_Written exercise_:
Rewrite everything from the start of the rows down to the line containing "[144,258,152,358]", both ends included, and shift every bounding-box coordinate in the answers by -129. Leave all other lines unchanged.

_Source data_:
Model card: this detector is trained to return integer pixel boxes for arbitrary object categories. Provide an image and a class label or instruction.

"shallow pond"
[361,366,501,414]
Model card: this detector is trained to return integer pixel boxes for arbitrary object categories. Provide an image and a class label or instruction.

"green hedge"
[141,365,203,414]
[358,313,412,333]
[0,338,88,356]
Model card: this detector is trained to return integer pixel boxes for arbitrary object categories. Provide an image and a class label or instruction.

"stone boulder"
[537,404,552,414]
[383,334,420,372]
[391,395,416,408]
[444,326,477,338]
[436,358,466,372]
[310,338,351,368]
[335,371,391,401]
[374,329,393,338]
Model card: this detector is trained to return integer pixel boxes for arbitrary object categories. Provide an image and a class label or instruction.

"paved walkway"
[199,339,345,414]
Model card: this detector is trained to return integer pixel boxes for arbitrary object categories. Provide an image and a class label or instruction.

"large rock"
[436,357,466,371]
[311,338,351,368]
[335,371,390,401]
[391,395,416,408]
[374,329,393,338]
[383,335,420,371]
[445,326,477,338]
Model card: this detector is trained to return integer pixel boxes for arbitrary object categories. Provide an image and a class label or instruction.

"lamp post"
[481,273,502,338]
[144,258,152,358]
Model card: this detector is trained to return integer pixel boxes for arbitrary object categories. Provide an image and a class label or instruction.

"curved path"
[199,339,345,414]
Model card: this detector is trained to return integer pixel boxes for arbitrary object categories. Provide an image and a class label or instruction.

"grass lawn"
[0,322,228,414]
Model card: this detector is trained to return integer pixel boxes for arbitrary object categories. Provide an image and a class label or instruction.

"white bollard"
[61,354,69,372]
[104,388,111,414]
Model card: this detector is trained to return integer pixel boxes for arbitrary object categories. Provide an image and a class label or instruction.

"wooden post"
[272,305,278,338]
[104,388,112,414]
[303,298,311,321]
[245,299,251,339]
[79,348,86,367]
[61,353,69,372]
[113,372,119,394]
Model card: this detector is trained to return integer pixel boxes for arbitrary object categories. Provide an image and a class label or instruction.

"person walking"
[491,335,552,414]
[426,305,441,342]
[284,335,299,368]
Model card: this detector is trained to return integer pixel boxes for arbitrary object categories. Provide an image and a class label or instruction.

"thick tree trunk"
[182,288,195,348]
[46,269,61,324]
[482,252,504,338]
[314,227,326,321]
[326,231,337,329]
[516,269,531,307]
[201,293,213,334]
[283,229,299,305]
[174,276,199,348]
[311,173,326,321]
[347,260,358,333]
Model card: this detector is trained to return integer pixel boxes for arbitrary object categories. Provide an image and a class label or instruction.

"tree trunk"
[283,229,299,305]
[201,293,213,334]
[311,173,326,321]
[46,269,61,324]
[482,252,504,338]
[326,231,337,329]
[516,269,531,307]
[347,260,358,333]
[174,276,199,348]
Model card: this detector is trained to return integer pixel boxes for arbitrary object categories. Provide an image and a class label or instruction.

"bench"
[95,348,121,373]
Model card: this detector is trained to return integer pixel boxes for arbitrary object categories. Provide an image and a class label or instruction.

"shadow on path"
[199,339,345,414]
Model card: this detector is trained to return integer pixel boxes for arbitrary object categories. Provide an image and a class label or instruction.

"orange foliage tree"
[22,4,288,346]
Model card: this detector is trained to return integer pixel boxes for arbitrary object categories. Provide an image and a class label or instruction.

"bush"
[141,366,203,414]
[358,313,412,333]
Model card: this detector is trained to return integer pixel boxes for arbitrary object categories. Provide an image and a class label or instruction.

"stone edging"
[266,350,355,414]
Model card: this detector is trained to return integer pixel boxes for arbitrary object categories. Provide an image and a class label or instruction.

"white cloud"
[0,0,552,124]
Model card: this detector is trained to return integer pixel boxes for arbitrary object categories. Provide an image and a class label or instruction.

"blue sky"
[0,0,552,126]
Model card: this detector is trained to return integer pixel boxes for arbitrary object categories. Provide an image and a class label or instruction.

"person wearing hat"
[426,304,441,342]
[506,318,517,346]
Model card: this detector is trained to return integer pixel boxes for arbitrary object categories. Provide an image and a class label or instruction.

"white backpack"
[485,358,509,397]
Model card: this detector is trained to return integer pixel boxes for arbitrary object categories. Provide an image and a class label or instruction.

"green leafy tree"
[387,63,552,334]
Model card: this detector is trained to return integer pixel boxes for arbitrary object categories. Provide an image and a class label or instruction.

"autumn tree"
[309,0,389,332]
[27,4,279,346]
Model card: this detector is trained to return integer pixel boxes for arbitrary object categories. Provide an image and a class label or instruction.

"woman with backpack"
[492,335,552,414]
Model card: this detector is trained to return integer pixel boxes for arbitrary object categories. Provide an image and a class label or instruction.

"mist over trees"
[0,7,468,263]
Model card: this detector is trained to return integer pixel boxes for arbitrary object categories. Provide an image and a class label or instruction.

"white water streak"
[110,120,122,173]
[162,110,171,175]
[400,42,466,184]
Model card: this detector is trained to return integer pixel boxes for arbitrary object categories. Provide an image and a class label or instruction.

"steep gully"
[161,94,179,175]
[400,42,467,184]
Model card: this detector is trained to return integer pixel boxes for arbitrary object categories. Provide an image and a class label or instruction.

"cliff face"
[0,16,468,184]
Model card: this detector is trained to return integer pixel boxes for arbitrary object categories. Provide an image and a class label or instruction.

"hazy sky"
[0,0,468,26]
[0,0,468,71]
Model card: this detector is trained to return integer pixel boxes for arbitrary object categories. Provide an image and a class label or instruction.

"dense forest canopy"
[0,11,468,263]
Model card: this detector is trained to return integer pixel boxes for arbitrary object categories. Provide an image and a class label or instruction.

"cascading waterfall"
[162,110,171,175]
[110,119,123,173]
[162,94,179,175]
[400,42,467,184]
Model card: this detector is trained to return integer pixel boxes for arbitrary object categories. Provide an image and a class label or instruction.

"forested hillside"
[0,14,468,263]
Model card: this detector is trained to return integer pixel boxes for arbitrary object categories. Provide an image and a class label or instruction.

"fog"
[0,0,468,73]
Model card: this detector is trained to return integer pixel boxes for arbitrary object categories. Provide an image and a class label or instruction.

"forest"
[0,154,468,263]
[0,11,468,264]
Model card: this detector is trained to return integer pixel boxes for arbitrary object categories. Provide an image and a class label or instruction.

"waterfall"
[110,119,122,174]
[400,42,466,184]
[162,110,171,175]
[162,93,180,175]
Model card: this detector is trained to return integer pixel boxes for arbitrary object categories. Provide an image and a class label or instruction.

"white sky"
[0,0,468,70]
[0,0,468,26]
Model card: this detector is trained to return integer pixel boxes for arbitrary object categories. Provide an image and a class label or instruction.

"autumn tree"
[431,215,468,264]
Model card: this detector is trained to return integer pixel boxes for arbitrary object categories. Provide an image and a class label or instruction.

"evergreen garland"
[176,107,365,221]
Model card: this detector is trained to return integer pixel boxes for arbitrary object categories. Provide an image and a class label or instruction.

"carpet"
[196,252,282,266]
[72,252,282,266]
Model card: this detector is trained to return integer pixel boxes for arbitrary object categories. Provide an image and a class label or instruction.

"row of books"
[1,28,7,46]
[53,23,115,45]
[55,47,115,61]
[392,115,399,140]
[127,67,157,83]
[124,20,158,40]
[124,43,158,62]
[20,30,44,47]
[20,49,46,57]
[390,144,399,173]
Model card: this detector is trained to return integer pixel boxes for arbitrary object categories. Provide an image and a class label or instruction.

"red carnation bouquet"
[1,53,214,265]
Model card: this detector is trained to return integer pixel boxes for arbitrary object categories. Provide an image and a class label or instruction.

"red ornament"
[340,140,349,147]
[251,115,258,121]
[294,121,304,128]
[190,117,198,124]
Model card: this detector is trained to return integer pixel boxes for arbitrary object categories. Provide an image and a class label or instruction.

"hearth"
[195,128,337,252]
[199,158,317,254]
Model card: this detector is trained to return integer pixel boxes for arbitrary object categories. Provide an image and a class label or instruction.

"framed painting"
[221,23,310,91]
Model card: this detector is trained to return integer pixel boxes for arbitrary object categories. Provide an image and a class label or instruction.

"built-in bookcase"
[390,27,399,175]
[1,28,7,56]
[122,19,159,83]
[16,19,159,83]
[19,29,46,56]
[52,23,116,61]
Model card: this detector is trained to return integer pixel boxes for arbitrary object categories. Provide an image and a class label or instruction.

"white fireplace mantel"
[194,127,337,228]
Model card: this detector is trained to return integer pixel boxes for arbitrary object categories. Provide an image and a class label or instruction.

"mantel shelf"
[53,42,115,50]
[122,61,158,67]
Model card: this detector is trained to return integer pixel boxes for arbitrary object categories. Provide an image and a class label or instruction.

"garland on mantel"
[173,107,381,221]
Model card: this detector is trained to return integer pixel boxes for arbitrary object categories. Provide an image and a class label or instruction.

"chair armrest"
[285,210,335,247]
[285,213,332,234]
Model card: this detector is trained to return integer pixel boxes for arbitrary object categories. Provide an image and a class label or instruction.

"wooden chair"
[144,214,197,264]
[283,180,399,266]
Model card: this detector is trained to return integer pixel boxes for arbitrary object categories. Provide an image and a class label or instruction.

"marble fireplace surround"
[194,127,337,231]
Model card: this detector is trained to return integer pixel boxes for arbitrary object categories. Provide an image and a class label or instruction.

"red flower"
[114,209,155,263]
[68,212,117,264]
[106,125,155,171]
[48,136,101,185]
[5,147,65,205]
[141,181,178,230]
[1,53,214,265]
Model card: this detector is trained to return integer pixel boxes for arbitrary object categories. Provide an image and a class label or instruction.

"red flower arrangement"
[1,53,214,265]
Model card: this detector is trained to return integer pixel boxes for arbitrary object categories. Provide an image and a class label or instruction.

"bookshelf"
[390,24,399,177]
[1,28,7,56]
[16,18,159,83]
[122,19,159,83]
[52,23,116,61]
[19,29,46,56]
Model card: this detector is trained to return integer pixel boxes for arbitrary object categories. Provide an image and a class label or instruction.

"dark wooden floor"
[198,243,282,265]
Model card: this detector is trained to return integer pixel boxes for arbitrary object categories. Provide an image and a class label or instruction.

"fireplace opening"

_Reply_:
Model card: this detector is trained to return integer pixel boxes for arbitrary object categories. Provide an image and a class label or instruction.

"shallow pond"
[232,237,372,285]
Model card: this detector is trained to return integer pixel boxes for arbitrary object categories. Provide an image and a class label or instruction.

"green hedge"
[12,236,74,285]
[229,184,283,204]
[-129,209,-41,227]
Model card: this detector is trained to return integer pixel boxes for arbitrary object categories. Provide an image and a class label or instruction.

"stone boulder"
[408,275,423,285]
[254,205,291,243]
[262,266,287,279]
[315,197,348,209]
[307,229,337,243]
[181,209,222,239]
[206,242,262,272]
[245,200,264,209]
Model card: this detector is trained to return integer pixel boxes for arbitrary object categories. Provide an image and a class label or instruction.

"paved walkway"
[70,210,216,285]
Model card: this detector is trained to return integer pixel boxes for arbitrary object categories. Provide an image and a class label or instruction.

"large rock"
[307,228,337,242]
[182,209,222,239]
[206,242,261,272]
[262,266,287,279]
[245,200,264,209]
[254,206,291,242]
[316,197,348,209]
Model card: this detector is trained to return integer pixel boxes for arbitrary object categories. Provide an image and a class label or instruction.

"lamp post"
[352,144,373,209]
[15,129,23,229]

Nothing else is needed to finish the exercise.